« Une commémoration qui n’a pas lieu d’être »
Ancien ministre de Gaulle, président de la fondation qui lui est dédiée, Yves Guéna est favorable à l’interdiction des hommages publics aux anciens de l’OAS.
- Comment réagissez-vous à la tenue annoncée, le 11 septembre prochain, d’un hommage à Jean-Marie Bastien-Thiry, instigateur de l’attentat du Petit-Clamart visant le général de Gaulle ?
Yves Guéna. Ma réaction est celle d’un ancien des Forces françaises libres, d’un ancien ministre du général de Gaulle, et d’un citoyen français. Bastien-Thiry a été condamné à mort pour une tentative d’assassinat du chef de l’État, même si celle-ci a échoué. Lorsque l’on fait tirer au fusil-mitrailleur sur la voiture du président de la République, c’est que, manifestement, on a l’intention de le tuer. Je considère, en ce qui me concerne, que le jugement rendu à l’époque, qui condamnait à mort Bastien-Thiry, était justifié. Cet acte criminel allait en outre à l’encontre du respect dû au suffrage universel. Le général de Gaulle a fait ratifier sa politique algérienne, d’abord par un premier référendum sur l’autodétermination. Et lorsque l’indépendance a été acquise, il a fait ratifier cette décision par un nouveau référendum, à l’issue duquel elle a été approuvée par 90 % des voix. Tenter de l’assassiner revenait donc à aller contre la volonté du peuple. Je ne crache pas sur les cadavres, mais je regrette cette commémoration qui n’a pas lieu d’être.

## [Données enregistrées]
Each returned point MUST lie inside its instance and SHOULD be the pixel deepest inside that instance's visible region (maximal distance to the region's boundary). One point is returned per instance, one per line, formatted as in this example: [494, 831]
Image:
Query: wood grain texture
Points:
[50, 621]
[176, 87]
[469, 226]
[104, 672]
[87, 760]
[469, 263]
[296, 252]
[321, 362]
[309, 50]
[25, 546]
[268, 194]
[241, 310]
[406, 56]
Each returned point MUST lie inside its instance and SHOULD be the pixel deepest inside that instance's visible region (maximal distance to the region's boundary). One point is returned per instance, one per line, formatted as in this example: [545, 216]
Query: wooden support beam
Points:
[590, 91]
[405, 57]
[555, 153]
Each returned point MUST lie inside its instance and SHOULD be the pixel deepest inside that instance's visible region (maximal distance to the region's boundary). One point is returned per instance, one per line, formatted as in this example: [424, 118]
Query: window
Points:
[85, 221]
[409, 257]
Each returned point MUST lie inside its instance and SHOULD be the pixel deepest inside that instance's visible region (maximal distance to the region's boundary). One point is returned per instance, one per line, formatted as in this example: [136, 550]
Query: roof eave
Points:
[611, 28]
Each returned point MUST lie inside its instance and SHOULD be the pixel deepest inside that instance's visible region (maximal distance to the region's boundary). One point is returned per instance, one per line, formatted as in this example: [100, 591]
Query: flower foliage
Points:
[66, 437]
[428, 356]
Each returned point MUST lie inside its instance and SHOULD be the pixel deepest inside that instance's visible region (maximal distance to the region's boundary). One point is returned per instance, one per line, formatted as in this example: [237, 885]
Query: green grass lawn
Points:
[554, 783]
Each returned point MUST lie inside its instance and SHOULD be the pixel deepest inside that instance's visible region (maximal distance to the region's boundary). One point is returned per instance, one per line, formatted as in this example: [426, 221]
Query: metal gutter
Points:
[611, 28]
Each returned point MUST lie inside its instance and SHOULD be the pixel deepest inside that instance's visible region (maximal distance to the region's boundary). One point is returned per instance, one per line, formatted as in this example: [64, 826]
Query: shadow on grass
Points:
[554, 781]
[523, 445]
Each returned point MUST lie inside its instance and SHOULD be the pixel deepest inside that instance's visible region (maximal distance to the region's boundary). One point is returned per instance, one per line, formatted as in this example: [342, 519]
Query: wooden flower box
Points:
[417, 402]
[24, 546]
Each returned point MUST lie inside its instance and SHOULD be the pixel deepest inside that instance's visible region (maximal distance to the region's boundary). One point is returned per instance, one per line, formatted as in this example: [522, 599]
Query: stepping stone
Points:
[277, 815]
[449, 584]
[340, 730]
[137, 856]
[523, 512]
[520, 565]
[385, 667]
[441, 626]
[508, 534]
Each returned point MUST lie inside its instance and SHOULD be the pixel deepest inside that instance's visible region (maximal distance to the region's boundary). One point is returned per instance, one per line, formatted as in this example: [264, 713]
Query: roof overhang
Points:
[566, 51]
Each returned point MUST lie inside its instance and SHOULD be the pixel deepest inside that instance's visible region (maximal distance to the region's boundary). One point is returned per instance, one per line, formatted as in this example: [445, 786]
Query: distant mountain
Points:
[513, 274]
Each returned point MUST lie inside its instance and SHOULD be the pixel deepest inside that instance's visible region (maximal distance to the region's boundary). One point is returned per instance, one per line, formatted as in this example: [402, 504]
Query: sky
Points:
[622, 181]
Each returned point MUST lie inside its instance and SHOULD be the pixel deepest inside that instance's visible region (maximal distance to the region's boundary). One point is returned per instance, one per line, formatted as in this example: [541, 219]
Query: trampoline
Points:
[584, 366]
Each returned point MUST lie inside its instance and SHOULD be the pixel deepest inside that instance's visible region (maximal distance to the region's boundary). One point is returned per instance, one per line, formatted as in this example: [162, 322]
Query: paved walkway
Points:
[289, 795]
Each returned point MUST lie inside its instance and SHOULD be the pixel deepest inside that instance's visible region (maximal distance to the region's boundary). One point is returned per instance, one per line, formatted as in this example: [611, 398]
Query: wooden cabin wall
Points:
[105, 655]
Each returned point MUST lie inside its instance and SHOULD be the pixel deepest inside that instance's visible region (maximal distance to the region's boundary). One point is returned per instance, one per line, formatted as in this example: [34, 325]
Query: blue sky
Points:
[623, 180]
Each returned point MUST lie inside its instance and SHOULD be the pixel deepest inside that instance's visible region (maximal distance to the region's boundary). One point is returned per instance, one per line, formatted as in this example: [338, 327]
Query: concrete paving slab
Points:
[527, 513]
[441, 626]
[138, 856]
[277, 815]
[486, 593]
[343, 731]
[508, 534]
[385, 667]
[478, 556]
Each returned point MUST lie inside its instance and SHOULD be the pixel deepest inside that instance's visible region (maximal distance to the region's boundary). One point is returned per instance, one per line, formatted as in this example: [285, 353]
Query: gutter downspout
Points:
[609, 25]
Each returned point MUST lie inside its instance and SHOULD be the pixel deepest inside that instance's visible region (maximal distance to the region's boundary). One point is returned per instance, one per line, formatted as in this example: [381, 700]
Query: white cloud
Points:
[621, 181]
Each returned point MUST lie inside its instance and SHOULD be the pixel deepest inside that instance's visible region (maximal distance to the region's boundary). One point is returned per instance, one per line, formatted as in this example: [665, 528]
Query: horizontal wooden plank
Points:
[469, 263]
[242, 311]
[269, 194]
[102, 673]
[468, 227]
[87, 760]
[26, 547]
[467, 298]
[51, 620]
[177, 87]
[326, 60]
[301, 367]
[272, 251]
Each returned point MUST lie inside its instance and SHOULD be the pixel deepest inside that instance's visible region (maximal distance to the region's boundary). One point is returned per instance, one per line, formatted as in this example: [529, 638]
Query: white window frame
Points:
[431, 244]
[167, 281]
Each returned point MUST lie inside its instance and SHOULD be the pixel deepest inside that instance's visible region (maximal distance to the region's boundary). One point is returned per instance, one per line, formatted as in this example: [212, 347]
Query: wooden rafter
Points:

## [Série de tâches]
(a) Recopiez mot pour mot le passage de l'entretien avec Yves Guéna situé entre « - Comment réagissez-vous » et « de Gaulle ? », ces deux bornes incluses.
(b) D'après l'entretien avec Yves Guéna, quel pourcentage des voix a approuvé l'indépendance lors du second référendum ?
(c) Poursuivez l'entretien avec Yves Guéna à la suite de sa dernière phrase.

## [Réponses]
(a)
- Comment réagissez-vous à la tenue annoncée, le 11 septembre prochain, d’un hommage à Jean-Marie Bastien-Thiry, instigateur de l’attentat du Petit-Clamart visant le général de Gaulle ?

(b) L'indépendance a été approuvée par 90 % des voix.

(c)
- Que pensez-vous de la multiplication, ces dernières années, des hommages rendus aux anciens activistes de l’OAS sous forme de manifestations publiques, de stèles, de plaques commémoratives ?
Yves Guéna. Ces hommages sont le fait de minorités aberrantes. Je suis récemment intervenu, comme président de la Fondation Charles-de-Gaulle, à propos d’un hommage qui devait être rendu à Salan, et les choses ont été réduites à leur minimum.
Faut-il interdire ce type d’initiatives ?
- Yves Guéna. Il me paraît difficile d’interdire des célébrations privées, comme des messes. Mais je suis en revanche favorable à l’interdiction des célébrations publiques et des élévations de stèles dans des lieux publics ou des cimetières.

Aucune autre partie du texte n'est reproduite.